---- Teks halaman

Dewan Adat Meepago Papua Ajukan Solusi Atasi Kisruh Freeport

Ketua Dewan Adat Wilayah Meepago, Oktoviauns Pekei (Foto: Ist)
JAKARTA,  – Dewan Adat Wilayah Meepago, Papua, meminta Pemerintah Indonesia membangun komunikasi level bawah dengan mengajak berunding pemilik ulayat tanah di Papua. Ini diperlukan sebagai langkah mencari solusi atas sengketa pemerintah dengan Freeport McMoran terkait tambang tembaga emas Grasberg yang dijalankan oleh PT Freeport Indonesia di Papua.

Ketua Dewan Adat Wilayah Meepago, Oktovianus Pekei, dalam siaran persnya yang diterima satuharapan.com, mengatakan semua pihak tidak bisa melakukan negosiasi jika tidak melibatkan masyarakat setempat. Sebab, mereka merupakan salah satu pemangku kepentingan (stakeholder) yang semestinya diajak berunding terlebih dahulu.

“Jika tidak demikian, maka komunikasi apapun di level atas, baik negosiasi maupun arbitrase, yang dibicarakan hanyalah sebuah konspirasi kepentingan para elit. Masyarakat pemilik tanah tetap ditempatkan pada posisi korban yang tidak jauh berbeda dengan Kontrak Karya pertama tahun 1967, akibat negara dan perusahan masih mengklaim tanah rakyat,” demikian pernyataan Oktovianus.

--------
---- Cuplikan data

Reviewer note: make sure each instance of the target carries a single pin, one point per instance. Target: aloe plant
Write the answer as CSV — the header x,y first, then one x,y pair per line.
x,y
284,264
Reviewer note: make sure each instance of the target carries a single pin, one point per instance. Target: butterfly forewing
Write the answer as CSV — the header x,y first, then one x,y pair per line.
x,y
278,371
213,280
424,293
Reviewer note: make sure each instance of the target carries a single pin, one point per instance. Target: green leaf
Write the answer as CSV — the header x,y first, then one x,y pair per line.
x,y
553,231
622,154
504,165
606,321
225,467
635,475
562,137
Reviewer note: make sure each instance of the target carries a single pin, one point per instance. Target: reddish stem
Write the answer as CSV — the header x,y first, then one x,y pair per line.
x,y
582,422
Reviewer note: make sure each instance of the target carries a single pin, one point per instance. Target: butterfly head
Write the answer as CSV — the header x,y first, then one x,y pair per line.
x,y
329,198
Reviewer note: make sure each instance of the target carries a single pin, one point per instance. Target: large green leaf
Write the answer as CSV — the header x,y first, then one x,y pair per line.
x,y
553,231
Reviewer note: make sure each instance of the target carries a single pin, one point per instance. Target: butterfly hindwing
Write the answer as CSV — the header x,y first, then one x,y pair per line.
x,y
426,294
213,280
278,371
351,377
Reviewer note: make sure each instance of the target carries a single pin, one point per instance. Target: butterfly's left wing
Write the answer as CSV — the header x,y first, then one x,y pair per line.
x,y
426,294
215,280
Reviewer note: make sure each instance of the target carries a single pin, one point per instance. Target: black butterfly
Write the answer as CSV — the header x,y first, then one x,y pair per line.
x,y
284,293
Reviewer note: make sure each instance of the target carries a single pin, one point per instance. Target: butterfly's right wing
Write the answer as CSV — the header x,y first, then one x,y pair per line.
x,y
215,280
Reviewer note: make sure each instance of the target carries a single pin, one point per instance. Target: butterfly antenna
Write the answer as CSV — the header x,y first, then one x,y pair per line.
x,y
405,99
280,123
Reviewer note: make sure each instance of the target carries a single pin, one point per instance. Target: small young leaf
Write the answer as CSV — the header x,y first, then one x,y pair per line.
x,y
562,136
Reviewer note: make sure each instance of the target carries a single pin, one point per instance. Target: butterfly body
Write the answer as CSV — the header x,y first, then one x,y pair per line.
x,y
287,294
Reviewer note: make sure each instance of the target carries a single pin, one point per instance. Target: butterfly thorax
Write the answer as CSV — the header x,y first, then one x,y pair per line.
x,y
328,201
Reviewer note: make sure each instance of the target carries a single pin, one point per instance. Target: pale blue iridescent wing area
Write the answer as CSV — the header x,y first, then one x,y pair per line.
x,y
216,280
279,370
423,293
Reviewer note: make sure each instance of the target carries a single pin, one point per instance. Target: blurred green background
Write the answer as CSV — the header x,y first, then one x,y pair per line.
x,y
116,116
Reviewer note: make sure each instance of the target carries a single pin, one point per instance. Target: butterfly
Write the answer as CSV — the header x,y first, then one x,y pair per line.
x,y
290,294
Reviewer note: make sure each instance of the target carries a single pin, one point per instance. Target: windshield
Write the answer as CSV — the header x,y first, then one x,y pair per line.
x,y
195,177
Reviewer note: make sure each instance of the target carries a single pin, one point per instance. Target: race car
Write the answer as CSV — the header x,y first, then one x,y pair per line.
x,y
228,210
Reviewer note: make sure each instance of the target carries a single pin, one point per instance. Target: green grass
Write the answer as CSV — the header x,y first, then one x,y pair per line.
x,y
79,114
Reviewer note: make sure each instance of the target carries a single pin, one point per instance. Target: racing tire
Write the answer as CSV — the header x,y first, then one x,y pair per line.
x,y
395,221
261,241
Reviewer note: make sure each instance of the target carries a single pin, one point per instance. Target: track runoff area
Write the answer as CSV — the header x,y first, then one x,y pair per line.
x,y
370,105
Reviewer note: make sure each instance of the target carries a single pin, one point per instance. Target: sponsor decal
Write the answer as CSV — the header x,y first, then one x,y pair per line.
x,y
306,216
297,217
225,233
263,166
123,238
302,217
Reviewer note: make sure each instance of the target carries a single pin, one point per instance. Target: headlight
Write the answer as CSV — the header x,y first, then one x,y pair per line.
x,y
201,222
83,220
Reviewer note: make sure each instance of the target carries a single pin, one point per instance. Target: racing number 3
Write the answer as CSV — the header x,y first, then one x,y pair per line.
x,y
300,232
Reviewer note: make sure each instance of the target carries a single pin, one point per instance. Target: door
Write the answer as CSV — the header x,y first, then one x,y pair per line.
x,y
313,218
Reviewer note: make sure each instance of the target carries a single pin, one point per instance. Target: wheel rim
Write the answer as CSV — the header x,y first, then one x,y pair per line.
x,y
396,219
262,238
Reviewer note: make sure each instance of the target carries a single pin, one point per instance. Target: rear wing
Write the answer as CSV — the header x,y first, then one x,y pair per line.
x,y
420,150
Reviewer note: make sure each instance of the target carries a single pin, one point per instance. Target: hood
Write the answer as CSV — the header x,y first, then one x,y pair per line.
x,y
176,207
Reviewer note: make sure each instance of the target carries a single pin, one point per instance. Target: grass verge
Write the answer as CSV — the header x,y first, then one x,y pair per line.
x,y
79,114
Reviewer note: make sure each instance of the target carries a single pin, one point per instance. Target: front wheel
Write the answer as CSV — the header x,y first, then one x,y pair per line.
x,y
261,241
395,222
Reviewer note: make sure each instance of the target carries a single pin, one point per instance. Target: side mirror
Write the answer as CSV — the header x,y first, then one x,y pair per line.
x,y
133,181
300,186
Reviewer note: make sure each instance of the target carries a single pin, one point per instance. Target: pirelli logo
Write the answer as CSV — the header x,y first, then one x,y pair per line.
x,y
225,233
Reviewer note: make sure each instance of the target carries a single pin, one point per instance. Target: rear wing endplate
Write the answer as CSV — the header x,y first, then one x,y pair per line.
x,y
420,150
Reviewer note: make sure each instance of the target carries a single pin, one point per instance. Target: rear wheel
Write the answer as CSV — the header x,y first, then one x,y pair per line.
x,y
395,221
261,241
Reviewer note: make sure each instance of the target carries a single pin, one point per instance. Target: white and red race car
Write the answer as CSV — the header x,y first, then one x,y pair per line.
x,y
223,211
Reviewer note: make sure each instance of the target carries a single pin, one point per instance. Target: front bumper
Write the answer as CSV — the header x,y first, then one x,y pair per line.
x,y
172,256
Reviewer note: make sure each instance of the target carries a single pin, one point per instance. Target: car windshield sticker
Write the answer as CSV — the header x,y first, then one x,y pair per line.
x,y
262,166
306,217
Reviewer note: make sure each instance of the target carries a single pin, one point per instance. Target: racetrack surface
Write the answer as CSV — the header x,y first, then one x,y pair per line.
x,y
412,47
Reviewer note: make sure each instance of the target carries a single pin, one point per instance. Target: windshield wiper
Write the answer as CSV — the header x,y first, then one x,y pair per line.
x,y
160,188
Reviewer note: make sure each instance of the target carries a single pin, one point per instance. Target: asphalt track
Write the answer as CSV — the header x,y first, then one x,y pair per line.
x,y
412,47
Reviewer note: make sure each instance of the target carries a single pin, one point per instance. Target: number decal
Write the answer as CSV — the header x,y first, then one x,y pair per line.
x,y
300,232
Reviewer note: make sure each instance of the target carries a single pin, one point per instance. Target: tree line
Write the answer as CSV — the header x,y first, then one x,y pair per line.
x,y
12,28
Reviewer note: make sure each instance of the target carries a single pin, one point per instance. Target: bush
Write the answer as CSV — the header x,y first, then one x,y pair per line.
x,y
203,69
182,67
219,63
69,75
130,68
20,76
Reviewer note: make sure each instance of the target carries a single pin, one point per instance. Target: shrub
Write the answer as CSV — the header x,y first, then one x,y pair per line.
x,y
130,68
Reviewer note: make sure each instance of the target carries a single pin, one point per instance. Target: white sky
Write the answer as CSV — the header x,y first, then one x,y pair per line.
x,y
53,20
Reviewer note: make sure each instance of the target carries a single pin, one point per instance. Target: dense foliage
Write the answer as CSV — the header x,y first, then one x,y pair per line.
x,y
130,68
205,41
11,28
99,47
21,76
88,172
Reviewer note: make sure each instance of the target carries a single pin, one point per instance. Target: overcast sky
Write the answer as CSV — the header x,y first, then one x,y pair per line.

--------

Tugas latihan: Lanjutkan berita tentang usulan Dewan Adat Meepago soal sengketa Freeport dari kalimat terakhirnya.

Jawaban yang diharapkan:
Sejauh ini, Oktovianus menilai baik pemerintah maupun Freeport masih berada pada posisi dan kepentingannya masing-masing. Pemerintah Indonesia berdiri pada aturan yang dikeluarkan yang harus ditaati oleh semua perusahan tambang termasuk PT Freeport, sedangkan  pihak Freeport berada pada kewajiban-kewajiban yang selama ini dijalankannya serta Peraturan Pemerintah tentang IUPK yang dinilai akan merugikan pihaknya.

Akibat kedua belah pihak berdiri pada posisi dan kepentingannya tersebut, kata dia, konflik antara kedua belah pihak masih belum selesai hingga saat ini.

“Masing-masing pihak memiliki alternatif yang berbeda-beda. Pemerintah Indonesia menawarkan Negosiasi Berbasis Kepentingan (NBK) sebagai alternatif penyelesaian konflik tambang tersebut. Sementara itu, PT Freeport berkehendak konflik tersebut harus diselesaikan melalui Arbitrase Internasional sebagai alternatif yang tepat," kata Oktovianus.

“Sangat disayangkan bahwa kedua belah pihak tidak pernah melibatkan pemilik ulayat tanah sebagai salah satu aktor legal. Sejak Kontrak Karya (KK) Pertama Tahun 1967 hingga perdebatan soal Peraturan Pemerintah (PP) Tahun 2017 ini, pemilik ulayat tanah tidak dilibatkan."

Menurut dia, selama ini Pemerintah Propinsi Papua dan Pemerintah Daerah Kabupaten Mimika berupaya memposisikan diri sebagai perwakilan daerah. “Namun, mereka pun tidak pernah bernegosiasi dengan pihak pemilik ulayat tanah untuk menjaring aspirasi mereka. Akhirnya, dalam sengketa tersebut terkesan komunikasi yang terbangun ialah “komunikasi level atas” tanpa memikirkan komunikasi level bawah yakni masyarakat pemilik tanah sekalipun sebagai aktor legal sekaligus subyek hukum.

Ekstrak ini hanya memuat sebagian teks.